_Things to do:_
1) In the application management extract, what is the reason given for performance management being as important as fault management?
2) Write out part of the application management extract word for word, starting with "Requirement #5: Easily" and going on through "their application modules.".

_Source extract:_

# # # #

Requirement #4: Scaleable Architecture CRUCIAL: PRIORITIZATION AND FILTERING OF EVENTS. Some direct application management solutions simply make management events available to external consoles. These solutions can swamp a management environment with new data. Other solutions are designed to receive and prioritize application-specific management events and performance metrics, and forward appropriate information to consoles. The latter approach offers prioritized data, and is likely to scale more efficiently. A general-purpose architecture must be able to grow to accommodate increased volumes of data, users, and managed objects. In direct application management, scalability is determined by a solution's ability to handle a rising tide of management data. Data is delivered via management events, with a frequency that ranges from multiple events per second to one event per minute or so. Inevitably, the volume of management data grows dramatically as organizations deploy new applications and update existing applications.
Requirement #5: Easily Extensible Architecture REQUIRED FOR EXPANSION: EASY ADDITION OF NEW AGENTS. Extensibility addresses expansion of a management environment with new applications, new management events, and new external management facilities. Despite all of the talk about "open APIs," extensibility remains the best test of any technology's openness, and direct application management solutions are no exception to this rule. To meet the challenge of extensibility, a direct application management solution must allow user organizations to easily add new agents and even to create agents to accommodate special requirements. In addition, developers must be able to create new management events to represent the important states and performance of their application modules.
Requirement #6: Comprehensive Architecture KEY: ARCHITECTURE MUST ADDRESS ALL FIVE DISCIPLINES. The last requirement for application management is support for the five management disciplines: fault management, performance management, configuration management, accounting management, and security management. Most organizations make fault management their highest priority, reasoning that dealing with failures is the first order of business. However, as important as fault management is, it cannot be the limit of function in a direct application management solution. Performance management is equally important because user satisfaction with an application is usually defined by that application's performance. The same is true for the many solutions that focus on software distribution today. Software distribution and configuration management are important, but not a full solution.

# # # #

_Dataset entries:_
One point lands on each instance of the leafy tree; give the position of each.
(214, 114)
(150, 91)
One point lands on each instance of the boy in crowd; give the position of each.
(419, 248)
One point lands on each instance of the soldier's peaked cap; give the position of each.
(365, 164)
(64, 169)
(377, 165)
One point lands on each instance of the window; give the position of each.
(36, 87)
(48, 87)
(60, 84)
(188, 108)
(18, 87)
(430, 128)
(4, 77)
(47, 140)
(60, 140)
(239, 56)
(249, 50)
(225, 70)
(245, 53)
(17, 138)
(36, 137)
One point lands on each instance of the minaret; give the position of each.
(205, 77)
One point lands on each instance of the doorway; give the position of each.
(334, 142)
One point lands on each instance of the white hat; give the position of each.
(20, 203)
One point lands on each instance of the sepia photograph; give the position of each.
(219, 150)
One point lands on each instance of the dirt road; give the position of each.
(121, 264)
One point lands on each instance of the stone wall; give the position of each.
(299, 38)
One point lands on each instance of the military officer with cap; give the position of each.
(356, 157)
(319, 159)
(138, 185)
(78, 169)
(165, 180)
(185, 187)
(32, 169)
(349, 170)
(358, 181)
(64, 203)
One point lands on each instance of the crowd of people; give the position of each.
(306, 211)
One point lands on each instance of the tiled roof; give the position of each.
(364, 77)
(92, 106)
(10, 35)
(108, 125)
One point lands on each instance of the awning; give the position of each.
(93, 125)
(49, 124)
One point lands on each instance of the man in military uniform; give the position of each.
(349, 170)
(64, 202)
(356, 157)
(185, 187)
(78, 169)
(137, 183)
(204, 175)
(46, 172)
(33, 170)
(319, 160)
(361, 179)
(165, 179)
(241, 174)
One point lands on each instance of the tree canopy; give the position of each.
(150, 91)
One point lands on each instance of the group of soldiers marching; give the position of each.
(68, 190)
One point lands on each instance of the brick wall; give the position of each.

# # # #

_Answer set:_
1) User satisfaction with an application is usually defined by that application's performance.

2)
Requirement #5: Easily Extensible Architecture REQUIRED FOR EXPANSION: EASY ADDITION OF NEW AGENTS. Extensibility addresses expansion of a management environment with new applications, new management events, and new external management facilities. Despite all of the talk about "open APIs," extensibility remains the best test of any technology's openness, and direct application management solutions are no exception to this rule. To meet the challenge of extensibility, a direct application management solution must allow user organizations to easily add new agents and even to create agents to accommodate special requirements. In addition, developers must be able to create new management events to represent the important states and performance of their application modules.